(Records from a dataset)
* * * * * * *

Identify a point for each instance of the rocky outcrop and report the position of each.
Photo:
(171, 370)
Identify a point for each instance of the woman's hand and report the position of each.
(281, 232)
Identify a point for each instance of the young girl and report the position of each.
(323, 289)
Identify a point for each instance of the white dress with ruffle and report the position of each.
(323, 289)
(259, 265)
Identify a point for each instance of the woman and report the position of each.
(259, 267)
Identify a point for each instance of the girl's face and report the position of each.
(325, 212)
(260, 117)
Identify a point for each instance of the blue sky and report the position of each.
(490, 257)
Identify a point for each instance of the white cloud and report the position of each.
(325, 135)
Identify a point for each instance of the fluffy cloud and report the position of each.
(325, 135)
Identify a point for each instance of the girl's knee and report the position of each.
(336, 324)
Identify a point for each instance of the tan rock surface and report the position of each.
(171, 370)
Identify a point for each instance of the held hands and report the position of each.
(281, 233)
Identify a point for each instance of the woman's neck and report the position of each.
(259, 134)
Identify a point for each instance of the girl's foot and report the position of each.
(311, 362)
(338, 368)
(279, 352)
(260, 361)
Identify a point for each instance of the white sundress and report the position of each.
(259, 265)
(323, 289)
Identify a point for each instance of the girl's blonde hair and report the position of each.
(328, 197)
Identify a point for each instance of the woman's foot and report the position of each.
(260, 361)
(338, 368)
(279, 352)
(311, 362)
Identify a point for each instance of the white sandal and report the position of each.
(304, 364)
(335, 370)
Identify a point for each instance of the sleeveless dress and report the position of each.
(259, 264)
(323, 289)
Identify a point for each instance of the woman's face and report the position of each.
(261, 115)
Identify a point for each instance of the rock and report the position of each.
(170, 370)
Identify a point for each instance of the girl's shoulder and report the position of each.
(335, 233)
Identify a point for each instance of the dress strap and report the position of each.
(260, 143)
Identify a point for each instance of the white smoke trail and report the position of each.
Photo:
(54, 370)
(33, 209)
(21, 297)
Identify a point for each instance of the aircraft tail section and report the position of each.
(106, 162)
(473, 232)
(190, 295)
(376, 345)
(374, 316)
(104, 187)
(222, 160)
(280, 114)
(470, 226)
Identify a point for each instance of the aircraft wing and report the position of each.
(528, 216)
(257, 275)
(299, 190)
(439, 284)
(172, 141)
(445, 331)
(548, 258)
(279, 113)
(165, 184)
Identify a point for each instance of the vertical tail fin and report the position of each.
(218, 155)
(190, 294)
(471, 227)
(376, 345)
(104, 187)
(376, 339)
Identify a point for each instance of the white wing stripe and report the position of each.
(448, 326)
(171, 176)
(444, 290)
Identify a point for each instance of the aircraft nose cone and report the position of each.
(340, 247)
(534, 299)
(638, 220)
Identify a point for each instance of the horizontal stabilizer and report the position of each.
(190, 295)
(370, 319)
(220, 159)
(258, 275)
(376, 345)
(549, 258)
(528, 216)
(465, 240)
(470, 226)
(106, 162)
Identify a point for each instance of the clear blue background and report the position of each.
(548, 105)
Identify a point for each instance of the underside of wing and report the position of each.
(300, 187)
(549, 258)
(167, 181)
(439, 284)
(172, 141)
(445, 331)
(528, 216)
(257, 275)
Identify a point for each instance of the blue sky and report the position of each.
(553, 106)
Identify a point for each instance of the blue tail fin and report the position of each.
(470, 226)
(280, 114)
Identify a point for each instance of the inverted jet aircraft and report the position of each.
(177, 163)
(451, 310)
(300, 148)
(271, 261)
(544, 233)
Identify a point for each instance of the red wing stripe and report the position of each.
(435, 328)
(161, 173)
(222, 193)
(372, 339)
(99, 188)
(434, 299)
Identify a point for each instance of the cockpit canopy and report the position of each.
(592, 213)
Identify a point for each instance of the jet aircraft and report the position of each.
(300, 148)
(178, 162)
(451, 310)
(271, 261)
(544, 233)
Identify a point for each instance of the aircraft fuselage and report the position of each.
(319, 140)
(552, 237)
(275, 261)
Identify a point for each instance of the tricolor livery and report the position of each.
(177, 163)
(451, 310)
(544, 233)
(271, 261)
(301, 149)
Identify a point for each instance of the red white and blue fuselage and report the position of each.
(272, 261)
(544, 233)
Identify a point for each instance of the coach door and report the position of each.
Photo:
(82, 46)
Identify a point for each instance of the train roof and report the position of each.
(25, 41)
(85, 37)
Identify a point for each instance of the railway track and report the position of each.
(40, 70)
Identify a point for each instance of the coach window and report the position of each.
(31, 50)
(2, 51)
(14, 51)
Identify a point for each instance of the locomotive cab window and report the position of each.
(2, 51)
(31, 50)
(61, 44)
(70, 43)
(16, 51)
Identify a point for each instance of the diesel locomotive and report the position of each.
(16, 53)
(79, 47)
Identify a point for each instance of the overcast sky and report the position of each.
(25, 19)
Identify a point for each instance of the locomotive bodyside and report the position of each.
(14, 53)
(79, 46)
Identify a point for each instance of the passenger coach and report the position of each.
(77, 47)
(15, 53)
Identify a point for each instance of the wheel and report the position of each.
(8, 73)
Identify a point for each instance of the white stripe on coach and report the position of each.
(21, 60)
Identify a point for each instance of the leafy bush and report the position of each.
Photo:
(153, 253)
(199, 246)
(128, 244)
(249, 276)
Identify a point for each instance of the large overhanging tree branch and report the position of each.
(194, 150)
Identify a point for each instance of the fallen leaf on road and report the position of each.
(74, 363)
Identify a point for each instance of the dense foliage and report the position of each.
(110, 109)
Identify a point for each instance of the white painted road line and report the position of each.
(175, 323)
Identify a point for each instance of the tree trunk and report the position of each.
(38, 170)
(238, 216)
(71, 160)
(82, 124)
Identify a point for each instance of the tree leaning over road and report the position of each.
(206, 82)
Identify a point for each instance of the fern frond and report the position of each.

* * * * * * *

• What is expected:
Please arrange all of the items above as a numbered list, leaving out any blank lines.

• Result below:
1. Identify a point for each instance of the rocky outcrop and report the position of each.
2. Photo:
3. (171, 370)
4. Identify a point for each instance of the woman's hand and report the position of each.
5. (281, 232)
6. Identify a point for each instance of the young girl and report the position of each.
7. (323, 289)
8. Identify a point for each instance of the white dress with ruffle and report the position of each.
9. (323, 289)
10. (259, 265)
11. Identify a point for each instance of the woman and report the position of each.
12. (259, 267)
13. Identify a point for each instance of the girl's face and report the position of each.
14. (325, 212)
15. (260, 117)
16. Identify a point for each instance of the blue sky and report the position of each.
17. (490, 257)
18. Identify a point for each instance of the white cloud and report the position of each.
19. (325, 135)
20. Identify a point for each instance of the fluffy cloud and report the position of each.
21. (325, 135)
22. Identify a point for each instance of the girl's knee and report the position of each.
23. (336, 324)
24. Identify a point for each instance of the tan rock surface and report the position of each.
25. (171, 370)
26. Identify a point for each instance of the held hands and report the position of each.
27. (281, 233)
28. Identify a point for each instance of the woman's neck and report the position of each.
29. (259, 134)
30. Identify a point for each instance of the girl's foot and report the position of each.
31. (311, 362)
32. (338, 368)
33. (279, 352)
34. (260, 361)
35. Identify a point for each instance of the white sundress and report the position of each.
36. (259, 265)
37. (323, 289)
38. Identify a point for each instance of the girl's blonde hair and report the position of each.
39. (328, 197)
40. Identify a point for each instance of the woman's foot and report the position of each.
41. (260, 361)
42. (338, 368)
43. (279, 352)
44. (311, 362)
45. Identify a point for each instance of the white sandal and report the position of each.
46. (304, 364)
47. (335, 370)
48. Identify a point for each instance of the sleeveless dress and report the position of each.
49. (259, 264)
50. (323, 289)
51. Identify a point for each instance of the woman's face and report the position of each.
52. (261, 115)
53. Identify a point for each instance of the rock and report the position of each.
54. (170, 370)
55. Identify a point for each instance of the girl's shoulder and report the position of each.
56. (335, 233)
57. Identify a point for each instance of the dress strap and report the position of each.
58. (260, 143)
59. Identify a point for each instance of the white smoke trail and report the position of each.
60. Photo:
61. (54, 370)
62. (33, 209)
63. (21, 297)
64. Identify a point for each instance of the aircraft tail section and report the position of each.
65. (106, 162)
66. (473, 232)
67. (190, 295)
68. (376, 345)
69. (374, 316)
70. (104, 187)
71. (222, 160)
72. (280, 114)
73. (470, 226)
74. Identify a point for each instance of the aircraft wing and report the position of each.
75. (528, 216)
76. (257, 275)
77. (299, 190)
78. (439, 284)
79. (172, 141)
80. (445, 331)
81. (548, 258)
82. (279, 113)
83. (165, 184)
84. Identify a point for each instance of the vertical tail fin and report the position of each.
85. (218, 155)
86. (190, 294)
87. (471, 227)
88. (376, 345)
89. (104, 187)
90. (376, 339)
91. Identify a point for each instance of the white wing stripe and report the position of each.
92. (448, 326)
93. (171, 176)
94. (444, 290)
95. Identify a point for each instance of the aircraft nose cone and report the position of each.
96. (340, 247)
97. (534, 299)
98. (638, 220)
99. Identify a point for each instance of the horizontal stabilizer and report the position of each.
100. (190, 295)
101. (370, 319)
102. (220, 159)
103. (258, 275)
104. (376, 345)
105. (549, 258)
106. (528, 216)
107. (465, 240)
108. (470, 226)
109. (106, 162)
110. Identify a point for each instance of the clear blue background and report the position of each.
111. (548, 105)
112. Identify a point for each instance of the underside of wing and report the position of each.
113. (300, 187)
114. (549, 258)
115. (167, 181)
116. (439, 284)
117. (172, 141)
118. (445, 331)
119. (528, 216)
120. (257, 275)
121. Identify a point for each instance of the blue sky and report the position of each.
122. (553, 106)
123. Identify a point for each instance of the blue tail fin and report the position of each.
124. (470, 226)
125. (280, 114)
126. Identify a point for each instance of the inverted jet aircraft and report the position of each.
127. (177, 163)
128. (451, 310)
129. (300, 148)
130. (271, 261)
131. (544, 233)
132. Identify a point for each instance of the red wing stripe and report the position of each.
133. (435, 328)
134. (161, 173)
135. (222, 193)
136. (372, 339)
137. (99, 188)
138. (434, 299)
139. Identify a point for each instance of the cockpit canopy and report the position of each.
140. (592, 213)
141. Identify a point for each instance of the jet aircraft and report the position of each.
142. (300, 148)
143. (178, 162)
144. (451, 310)
145. (271, 261)
146. (544, 233)
147. Identify a point for each instance of the aircraft fuselage and report the position of each.
148. (319, 140)
149. (552, 237)
150. (275, 261)
151. Identify a point for each instance of the tricolor livery and report the position of each.
152. (177, 163)
153. (451, 310)
154. (544, 233)
155. (271, 261)
156. (301, 149)
157. Identify a point for each instance of the red white and blue fuselage and report the position of each.
158. (272, 261)
159. (544, 233)
160. Identify a point for each instance of the coach door and report the position of each.
161. Photo:
162. (82, 46)
163. Identify a point for each instance of the train roof and report the position of each.
164. (25, 41)
165. (85, 37)
166. Identify a point for each instance of the railway track and report the position of each.
167. (40, 70)
168. Identify a point for each instance of the coach window and report the position of each.
169. (31, 50)
170. (2, 51)
171. (14, 51)
172. Identify a point for each instance of the locomotive cab window and report the position of each.
173. (2, 51)
174. (31, 50)
175. (61, 44)
176. (70, 43)
177. (16, 51)
178. Identify a point for each instance of the diesel locomotive and report the position of each.
179. (16, 53)
180. (79, 47)
181. Identify a point for each instance of the overcast sky and report the position of each.
182. (25, 19)
183. Identify a point for each instance of the locomotive bodyside and report the position of each.
184. (14, 53)
185. (79, 46)
186. Identify a point for each instance of the passenger coach and report the position of each.
187. (77, 47)
188. (15, 53)
189. Identify a point for each instance of the wheel and report the position of each.
190. (8, 73)
191. Identify a point for each instance of the white stripe on coach and report the position of each.
192. (21, 60)
193. Identify a point for each instance of the leafy bush and report the position of each.
194. Photo:
195. (153, 253)
196. (199, 246)
197. (128, 244)
198. (249, 276)
199. Identify a point for each instance of the large overhanging tree branch and report the position of each.
200. (194, 150)
201. Identify a point for each instance of the fallen leaf on road and report the position of each.
202. (74, 363)
203. Identify a point for each instance of the dense foliage and report the position of each.
204. (110, 109)
205. Identify a point for each instance of the white painted road line and report the position of each.
206. (175, 323)
207. Identify a point for each instance of the tree trunk and report the position of each.
208. (38, 170)
209. (238, 216)
210. (71, 160)
211. (82, 124)
212. Identify a point for each instance of the tree leaning over road and report the position of each.
213. (206, 82)
214. Identify a point for each instance of the fern frond and report the position of each.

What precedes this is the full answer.